Rows of the object pointing dataset:

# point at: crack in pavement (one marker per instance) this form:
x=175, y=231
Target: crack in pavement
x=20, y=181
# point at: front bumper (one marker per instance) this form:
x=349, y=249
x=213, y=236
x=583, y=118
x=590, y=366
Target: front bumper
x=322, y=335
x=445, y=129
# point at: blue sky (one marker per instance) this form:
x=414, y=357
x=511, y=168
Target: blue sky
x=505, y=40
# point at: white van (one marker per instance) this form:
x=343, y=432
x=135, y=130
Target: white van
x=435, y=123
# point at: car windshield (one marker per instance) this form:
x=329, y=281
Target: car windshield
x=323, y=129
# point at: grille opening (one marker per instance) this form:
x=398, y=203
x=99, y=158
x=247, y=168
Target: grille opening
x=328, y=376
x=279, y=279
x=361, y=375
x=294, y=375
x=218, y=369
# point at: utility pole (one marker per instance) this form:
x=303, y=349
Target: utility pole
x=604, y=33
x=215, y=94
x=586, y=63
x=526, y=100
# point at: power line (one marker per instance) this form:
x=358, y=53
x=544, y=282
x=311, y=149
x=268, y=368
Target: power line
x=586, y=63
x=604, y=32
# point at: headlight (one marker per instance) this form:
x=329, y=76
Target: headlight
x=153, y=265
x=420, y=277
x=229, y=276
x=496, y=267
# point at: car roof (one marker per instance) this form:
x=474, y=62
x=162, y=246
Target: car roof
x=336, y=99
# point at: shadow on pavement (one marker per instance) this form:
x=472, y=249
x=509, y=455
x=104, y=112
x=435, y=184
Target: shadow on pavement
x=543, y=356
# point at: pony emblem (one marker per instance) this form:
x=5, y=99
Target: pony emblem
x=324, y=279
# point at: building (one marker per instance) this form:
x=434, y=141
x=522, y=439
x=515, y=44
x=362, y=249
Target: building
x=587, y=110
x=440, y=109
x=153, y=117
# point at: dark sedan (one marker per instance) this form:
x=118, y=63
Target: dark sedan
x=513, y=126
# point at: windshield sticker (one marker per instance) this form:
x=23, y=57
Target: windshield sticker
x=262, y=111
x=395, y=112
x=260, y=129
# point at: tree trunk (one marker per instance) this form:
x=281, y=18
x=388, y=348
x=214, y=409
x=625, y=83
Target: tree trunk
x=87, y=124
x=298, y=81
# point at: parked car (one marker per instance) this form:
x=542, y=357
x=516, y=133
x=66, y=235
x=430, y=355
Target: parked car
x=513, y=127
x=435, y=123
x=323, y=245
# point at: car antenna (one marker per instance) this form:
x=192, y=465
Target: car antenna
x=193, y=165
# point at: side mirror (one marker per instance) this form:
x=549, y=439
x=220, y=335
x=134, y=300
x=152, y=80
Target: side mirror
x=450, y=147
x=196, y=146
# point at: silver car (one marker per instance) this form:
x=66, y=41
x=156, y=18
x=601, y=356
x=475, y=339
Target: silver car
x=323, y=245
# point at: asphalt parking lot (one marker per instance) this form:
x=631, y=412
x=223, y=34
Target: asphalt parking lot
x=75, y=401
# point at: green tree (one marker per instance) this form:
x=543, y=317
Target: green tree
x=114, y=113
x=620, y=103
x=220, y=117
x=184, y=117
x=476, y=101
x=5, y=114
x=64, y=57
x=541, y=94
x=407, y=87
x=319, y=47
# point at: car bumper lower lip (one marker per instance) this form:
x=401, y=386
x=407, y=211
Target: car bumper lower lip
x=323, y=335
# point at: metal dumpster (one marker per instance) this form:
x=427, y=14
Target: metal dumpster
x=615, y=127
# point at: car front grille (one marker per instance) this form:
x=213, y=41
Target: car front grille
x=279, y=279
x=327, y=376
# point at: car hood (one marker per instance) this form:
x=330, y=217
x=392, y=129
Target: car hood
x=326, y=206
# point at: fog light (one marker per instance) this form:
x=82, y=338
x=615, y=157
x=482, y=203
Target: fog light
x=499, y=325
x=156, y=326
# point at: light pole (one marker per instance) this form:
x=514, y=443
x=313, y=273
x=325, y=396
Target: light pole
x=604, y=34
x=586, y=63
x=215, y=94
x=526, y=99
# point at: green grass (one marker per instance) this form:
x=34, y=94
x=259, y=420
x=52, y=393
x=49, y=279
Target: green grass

(WHAT THE TASK REQUIRES) Reproduce verbatim the data between the line containing "# point at: windshield" and the line containing "x=193, y=165", inclusive.

(ANSWER TO THIS TASK)
# point at: windshield sticker (one marker per instance) this form:
x=23, y=57
Target: windshield sticker
x=262, y=111
x=395, y=112
x=260, y=129
# point at: tree trunk (one marker per instance) this form:
x=281, y=18
x=388, y=348
x=214, y=409
x=625, y=83
Target: tree trunk
x=87, y=124
x=298, y=81
# point at: parked car (one marker per instance) this form:
x=542, y=357
x=516, y=133
x=66, y=235
x=430, y=355
Target: parked car
x=513, y=127
x=435, y=123
x=323, y=245
# point at: car antenna (one marker per instance) this form:
x=192, y=465
Target: car antenna
x=193, y=165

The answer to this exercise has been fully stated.